Directions:
a) In the passage on the Egbekaw massacre, at roughly what time did residents say the separatists attacked the village?
b) Replace "senior politicians" with "high-ranking officials" in the passage on the Egbekaw massacre, and write out the text from "In Egbekaw, celebrations" up to and including "still being counted." with that change.
c) List every year mentioned in the passage on the Egbekaw massacre.

Excerpted passage:
---
On 6 November 2023, the Tigers of Ambazonia (also called "Tigers of Manyu") carried out a massacre in Egbekaw, Mamfe, Southwest Region, Cameroon. Over thirty people were killed, mostly Boki residents.

== Background ==
Anglophone separatists say they are being discriminated against. They want a separate Anglophone state which they call Ambazonia. In 2016, they protested and rioted. In 2017, they began an insurgency in the Northwest and Southwest Regions of Cameroon. On 4 October, two civilians were extrajudicially killed by the Ambazonia Defence Forces, who said that the civilians were Cameroonian spies.

The Boki community in Egbekaw allegedly hired Nigerian mercenaries to hunt down Ambazonian separatists, the local group being Tigers of Ambazonia, and the mercenaries killed one separatist in Egbekaw on 5 November. The Tigers vowed revenge on the Boki community in Egbekaw, warning non-Boki villagers to expel Boki residents.

In Egbekaw, celebrations were planned for Paul Biya's 41st anniversary of ruling the country. Several senior politicians of the Manyu Department were expected to be in attendance.

== Massacre ==
Before dawn on 6 November 2023, the Tigers attacked Egbekaw. Residents stated that the separatists attacked the village around 4am local time, firing on sleeping villagers and torching houses. At least 30 people were killed in the attack, and many more were seriously injured. The Tigers also targeted specific houses where they knew Boki residents resided. By the evening of 6 November many of the burnt bodies were still being counted.
---
Region pointing data
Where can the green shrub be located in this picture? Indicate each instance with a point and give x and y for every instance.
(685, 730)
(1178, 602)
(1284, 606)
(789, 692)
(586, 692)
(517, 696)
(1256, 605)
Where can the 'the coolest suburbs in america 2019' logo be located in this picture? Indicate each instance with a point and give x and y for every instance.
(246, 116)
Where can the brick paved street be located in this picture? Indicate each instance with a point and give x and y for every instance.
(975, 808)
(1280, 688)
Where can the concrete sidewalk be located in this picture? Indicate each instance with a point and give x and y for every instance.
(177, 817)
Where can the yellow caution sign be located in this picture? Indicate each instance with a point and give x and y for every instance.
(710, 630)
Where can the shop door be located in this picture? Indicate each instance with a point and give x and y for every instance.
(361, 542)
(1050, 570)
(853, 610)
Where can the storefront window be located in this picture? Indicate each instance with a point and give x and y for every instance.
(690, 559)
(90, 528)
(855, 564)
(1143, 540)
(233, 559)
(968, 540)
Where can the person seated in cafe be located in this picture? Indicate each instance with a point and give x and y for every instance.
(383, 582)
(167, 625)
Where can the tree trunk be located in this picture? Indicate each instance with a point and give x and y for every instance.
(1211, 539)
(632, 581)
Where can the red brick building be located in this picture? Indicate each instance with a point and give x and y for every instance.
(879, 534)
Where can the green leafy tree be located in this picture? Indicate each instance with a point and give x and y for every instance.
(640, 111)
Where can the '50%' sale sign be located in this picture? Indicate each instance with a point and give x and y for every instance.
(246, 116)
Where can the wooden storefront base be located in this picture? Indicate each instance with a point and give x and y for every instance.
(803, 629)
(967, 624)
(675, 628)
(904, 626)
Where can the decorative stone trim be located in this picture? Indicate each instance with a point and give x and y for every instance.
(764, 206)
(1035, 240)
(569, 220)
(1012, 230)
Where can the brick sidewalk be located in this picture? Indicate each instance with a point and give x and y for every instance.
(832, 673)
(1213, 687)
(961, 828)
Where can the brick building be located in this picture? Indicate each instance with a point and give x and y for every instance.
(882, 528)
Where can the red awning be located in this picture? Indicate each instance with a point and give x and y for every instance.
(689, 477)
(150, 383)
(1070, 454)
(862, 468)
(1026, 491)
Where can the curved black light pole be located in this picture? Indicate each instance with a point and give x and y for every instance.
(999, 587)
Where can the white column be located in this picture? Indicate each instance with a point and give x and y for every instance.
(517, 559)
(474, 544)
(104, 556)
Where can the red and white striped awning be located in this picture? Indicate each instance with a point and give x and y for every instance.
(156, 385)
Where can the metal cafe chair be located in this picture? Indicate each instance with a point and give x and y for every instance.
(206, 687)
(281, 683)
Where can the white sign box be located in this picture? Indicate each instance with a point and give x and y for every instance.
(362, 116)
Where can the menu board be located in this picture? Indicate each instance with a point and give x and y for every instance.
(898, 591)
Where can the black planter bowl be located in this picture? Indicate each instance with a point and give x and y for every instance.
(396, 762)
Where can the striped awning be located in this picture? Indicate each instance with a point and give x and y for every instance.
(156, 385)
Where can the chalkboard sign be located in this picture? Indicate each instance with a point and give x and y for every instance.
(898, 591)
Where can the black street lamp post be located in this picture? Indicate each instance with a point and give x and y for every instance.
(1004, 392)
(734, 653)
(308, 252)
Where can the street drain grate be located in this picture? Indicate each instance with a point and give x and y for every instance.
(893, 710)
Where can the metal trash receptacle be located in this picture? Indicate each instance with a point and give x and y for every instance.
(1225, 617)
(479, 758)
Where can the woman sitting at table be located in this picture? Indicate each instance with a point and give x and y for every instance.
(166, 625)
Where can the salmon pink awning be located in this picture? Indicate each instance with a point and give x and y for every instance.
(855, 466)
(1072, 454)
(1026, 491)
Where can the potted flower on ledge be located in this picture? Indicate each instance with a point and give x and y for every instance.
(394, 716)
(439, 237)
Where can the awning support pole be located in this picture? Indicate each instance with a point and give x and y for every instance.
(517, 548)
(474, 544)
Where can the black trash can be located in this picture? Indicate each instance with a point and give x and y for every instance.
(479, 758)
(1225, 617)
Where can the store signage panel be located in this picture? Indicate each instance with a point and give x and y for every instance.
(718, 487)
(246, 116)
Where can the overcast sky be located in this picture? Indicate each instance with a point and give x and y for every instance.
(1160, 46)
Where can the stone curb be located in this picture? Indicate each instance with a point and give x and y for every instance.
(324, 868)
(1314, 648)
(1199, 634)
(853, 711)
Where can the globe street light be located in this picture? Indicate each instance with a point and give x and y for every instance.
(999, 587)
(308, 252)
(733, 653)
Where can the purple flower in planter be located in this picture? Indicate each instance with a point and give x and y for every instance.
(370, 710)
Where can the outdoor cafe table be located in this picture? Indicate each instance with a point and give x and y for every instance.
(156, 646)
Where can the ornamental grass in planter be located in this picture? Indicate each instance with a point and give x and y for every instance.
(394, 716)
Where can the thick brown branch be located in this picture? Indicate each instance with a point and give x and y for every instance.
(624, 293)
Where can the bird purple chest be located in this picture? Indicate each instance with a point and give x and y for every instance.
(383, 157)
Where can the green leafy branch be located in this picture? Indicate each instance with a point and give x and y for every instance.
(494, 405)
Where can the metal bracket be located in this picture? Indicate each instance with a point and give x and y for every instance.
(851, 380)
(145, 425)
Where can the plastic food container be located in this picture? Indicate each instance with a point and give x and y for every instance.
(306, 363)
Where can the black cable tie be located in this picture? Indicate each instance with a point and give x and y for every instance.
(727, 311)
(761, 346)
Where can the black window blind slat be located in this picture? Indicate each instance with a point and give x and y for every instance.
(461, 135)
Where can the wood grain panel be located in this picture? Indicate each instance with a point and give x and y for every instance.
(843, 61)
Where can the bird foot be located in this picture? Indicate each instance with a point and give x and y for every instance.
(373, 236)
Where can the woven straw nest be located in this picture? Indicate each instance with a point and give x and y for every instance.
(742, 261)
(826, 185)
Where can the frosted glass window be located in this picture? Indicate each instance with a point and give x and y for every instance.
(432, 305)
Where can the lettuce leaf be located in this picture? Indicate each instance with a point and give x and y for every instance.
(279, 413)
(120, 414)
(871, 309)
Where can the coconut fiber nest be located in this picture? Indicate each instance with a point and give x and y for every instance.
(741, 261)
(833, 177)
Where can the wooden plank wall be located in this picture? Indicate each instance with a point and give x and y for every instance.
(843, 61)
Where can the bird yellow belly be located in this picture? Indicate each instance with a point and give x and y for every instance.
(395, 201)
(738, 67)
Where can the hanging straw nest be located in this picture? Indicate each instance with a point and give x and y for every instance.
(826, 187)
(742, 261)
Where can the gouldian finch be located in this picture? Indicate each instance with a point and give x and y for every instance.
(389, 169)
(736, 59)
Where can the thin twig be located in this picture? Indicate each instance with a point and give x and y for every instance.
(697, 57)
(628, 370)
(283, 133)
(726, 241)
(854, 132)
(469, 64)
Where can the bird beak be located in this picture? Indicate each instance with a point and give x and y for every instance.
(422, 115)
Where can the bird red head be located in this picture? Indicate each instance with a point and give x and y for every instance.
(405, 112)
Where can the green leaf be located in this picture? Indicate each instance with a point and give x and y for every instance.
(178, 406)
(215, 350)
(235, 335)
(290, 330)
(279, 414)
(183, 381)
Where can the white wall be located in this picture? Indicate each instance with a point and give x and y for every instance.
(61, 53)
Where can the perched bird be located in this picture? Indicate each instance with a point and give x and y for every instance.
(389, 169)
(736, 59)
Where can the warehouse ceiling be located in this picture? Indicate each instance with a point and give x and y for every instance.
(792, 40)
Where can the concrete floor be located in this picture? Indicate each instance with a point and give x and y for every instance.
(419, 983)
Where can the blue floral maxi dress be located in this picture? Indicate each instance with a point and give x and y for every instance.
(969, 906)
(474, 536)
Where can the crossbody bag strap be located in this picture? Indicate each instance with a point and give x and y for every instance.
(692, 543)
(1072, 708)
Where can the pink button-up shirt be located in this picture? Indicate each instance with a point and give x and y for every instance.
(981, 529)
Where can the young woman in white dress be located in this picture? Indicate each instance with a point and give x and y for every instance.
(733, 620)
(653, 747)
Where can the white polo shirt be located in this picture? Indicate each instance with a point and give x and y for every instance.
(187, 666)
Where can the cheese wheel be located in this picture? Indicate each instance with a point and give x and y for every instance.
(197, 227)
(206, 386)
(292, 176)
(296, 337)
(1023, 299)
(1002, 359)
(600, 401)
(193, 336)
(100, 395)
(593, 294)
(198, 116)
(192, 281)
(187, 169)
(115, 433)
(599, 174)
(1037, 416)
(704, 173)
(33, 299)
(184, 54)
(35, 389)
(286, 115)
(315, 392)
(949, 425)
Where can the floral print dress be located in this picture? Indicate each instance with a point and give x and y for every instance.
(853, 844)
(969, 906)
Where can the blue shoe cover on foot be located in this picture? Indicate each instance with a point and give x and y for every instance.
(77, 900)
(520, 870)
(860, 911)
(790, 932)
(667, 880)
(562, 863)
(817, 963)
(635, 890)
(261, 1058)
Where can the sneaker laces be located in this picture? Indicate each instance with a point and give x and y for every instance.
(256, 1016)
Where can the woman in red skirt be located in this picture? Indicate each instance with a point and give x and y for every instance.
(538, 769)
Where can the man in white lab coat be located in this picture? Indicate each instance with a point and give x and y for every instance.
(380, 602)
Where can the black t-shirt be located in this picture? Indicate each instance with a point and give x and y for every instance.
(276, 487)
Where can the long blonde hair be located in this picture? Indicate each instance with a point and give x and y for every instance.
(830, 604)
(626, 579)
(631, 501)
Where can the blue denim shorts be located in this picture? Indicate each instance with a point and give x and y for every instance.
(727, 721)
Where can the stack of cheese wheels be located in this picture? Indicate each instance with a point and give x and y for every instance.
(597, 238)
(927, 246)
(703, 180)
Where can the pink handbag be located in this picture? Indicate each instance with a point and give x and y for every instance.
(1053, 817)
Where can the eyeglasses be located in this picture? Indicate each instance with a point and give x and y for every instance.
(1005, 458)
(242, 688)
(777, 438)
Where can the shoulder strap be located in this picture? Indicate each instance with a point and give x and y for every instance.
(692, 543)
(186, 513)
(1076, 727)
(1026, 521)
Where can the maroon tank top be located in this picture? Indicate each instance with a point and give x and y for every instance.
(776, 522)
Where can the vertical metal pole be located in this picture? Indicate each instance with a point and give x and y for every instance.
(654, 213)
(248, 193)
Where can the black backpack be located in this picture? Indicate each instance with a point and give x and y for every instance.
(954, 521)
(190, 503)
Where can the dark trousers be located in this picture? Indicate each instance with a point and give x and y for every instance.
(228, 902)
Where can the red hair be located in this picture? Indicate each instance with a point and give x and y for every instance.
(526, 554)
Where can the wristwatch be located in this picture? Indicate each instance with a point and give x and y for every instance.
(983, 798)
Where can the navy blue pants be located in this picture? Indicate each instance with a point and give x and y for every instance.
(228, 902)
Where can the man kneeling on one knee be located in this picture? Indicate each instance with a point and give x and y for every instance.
---
Solutions to the tasks:
a) Around 4am local time.

b)
In Egbekaw, celebrations were planned for Paul Biya's 41st anniversary of ruling the country. Several high-ranking officials of the Manyu Department were expected to be in attendance.

== Massacre ==
Before dawn on 6 November 2023, the Tigers attacked Egbekaw. Residents stated that the separatists attacked the village around 4am local time, firing on sleeping villagers and torching houses. At least 30 people were killed in the attack, and many more were seriously injured. The Tigers also targeted specific houses where they knew Boki residents resided. By the evening of 6 November many of the burnt bodies were still being counted.

c) 2023, 2016, 2017